**EXERCISE:** Reproduce the data in its entirety, exactly as supplied.
----------
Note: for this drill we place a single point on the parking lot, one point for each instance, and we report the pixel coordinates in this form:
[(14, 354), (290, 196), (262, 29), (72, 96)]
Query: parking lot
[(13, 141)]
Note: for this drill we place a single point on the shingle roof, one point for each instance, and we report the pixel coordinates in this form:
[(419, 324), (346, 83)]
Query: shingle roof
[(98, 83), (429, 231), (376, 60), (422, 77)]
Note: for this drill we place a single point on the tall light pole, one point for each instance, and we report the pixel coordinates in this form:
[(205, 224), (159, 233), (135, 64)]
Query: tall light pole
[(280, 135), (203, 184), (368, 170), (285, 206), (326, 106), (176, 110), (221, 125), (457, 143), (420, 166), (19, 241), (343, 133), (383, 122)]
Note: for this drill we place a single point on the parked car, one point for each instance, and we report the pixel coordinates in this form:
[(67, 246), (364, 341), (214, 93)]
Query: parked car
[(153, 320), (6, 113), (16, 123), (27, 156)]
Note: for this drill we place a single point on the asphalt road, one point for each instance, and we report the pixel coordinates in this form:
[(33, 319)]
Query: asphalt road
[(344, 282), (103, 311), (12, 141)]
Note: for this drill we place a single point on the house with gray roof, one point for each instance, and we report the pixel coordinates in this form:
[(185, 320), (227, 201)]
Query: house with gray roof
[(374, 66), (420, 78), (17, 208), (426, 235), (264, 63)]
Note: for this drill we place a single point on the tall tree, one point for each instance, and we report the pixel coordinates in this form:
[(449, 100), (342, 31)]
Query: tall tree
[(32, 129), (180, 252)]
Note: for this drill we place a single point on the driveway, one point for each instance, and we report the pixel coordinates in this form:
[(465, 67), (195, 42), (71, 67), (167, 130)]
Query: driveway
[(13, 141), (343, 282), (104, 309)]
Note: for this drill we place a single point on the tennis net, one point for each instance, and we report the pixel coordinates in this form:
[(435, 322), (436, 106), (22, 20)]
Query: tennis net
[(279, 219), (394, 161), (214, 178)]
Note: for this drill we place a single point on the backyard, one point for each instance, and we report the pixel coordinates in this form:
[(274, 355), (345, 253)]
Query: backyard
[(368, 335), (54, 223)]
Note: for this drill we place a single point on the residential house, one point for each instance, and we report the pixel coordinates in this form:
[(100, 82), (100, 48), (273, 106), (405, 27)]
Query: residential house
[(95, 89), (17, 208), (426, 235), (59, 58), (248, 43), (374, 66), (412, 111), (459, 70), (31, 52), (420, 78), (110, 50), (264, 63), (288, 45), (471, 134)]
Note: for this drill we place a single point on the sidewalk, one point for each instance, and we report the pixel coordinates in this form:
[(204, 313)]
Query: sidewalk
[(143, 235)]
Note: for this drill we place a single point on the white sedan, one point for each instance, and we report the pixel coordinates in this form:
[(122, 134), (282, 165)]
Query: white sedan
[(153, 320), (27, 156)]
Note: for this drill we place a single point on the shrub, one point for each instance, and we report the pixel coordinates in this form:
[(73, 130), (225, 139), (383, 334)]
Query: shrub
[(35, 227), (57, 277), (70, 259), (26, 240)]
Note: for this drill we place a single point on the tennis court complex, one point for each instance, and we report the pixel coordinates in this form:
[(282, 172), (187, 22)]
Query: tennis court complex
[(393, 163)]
----------
**COMPLETE RESPONSE:**
Note: for this drill we place a single point on the parking lot, one point for each instance, and we report the pixel coordinates in this form:
[(14, 354), (290, 196), (262, 29), (72, 96)]
Query: parking lot
[(13, 141)]
Note: for this drill we place a single point on the shingle roof, one point for each instance, and we report the pixel coordinates in this form:
[(419, 324), (346, 83)]
Query: shingle roof
[(98, 83), (429, 231), (376, 60), (422, 77)]
Note: for this drill we place a single point on the tall light pole, one point for each instance, and we report the pixel coordinates in this form:
[(205, 224), (159, 233), (135, 64)]
Query: tall light pole
[(280, 135), (203, 184), (368, 170), (285, 206), (326, 106), (176, 110), (221, 125), (457, 143), (420, 166), (19, 241), (343, 133), (383, 122)]
Note: for this drill we place a single point on the parked car, one point for each instance, and we report the pixel coordinates in this form:
[(67, 246), (364, 341), (214, 93)]
Query: parked car
[(153, 320), (6, 113), (16, 123), (27, 156)]
Note: for this drill we place a single point on the asphalt road, one point for each instance, and we report the pixel coordinates in this form:
[(33, 319)]
Query: asphalt road
[(344, 282), (103, 311), (12, 141)]
Note: for this drill we place a single point on the house with gray roof, one point for each instance, and we report the pixel coordinates in this form:
[(185, 320), (227, 201)]
Query: house with gray roof
[(374, 66), (420, 78), (17, 208), (426, 235), (264, 63)]
Note: for this drill we place a single point on the tall tree, one point for each instance, and we report the pixel coordinates in this form:
[(449, 100), (342, 31)]
Query: tall tree
[(32, 129), (180, 252)]
Note: for this drill we place a single point on the driveway, one point for each instance, and we report the pixel coordinates in this form:
[(465, 67), (195, 42), (71, 67), (167, 130)]
Query: driveway
[(13, 141), (343, 282), (104, 309)]
Note: for this drill we place a single point on the tennis net, one point for each instance, and we report the pixel coordinates in this form:
[(435, 322), (436, 106), (22, 20)]
Query: tennis net
[(279, 219), (394, 161), (214, 178)]
Note: for this drill we place a single point on the backyard, one point for each instance, and we report the pixel coordinates in this form:
[(274, 355), (345, 253)]
Query: backyard
[(368, 335), (54, 223)]
Note: for this drill we place a single point on the residential house, one point for each instance, and we report the pixel coordinates in this form:
[(100, 82), (100, 48), (273, 106), (405, 27)]
Query: residential house
[(95, 89), (17, 208), (426, 235), (59, 58), (248, 43), (374, 66), (412, 111), (459, 70), (31, 52), (420, 78), (110, 50), (264, 63), (288, 45), (471, 134)]
Note: for this drill we place a single point on the sidewalk, one point for each instance, and we report the pixel coordinates in this form:
[(204, 313)]
Query: sidewalk
[(143, 235)]
Note: for this drill we place a single point on the white sedan, one point for each instance, and we report the pixel coordinates in this form:
[(122, 134), (282, 165)]
Query: white sedan
[(153, 320), (27, 156)]
Note: for this drill we place a single point on the shrub, one point for each instance, and we report the pixel coordinates in this form:
[(73, 130), (225, 139), (383, 334)]
Query: shrub
[(35, 227), (57, 277), (70, 259), (26, 240)]
Note: for this drill we place a single point on the tennis court complex, one point for each instance, and we report the pixel coordinates in this form:
[(282, 172), (187, 22)]
Query: tennis court complex
[(393, 163)]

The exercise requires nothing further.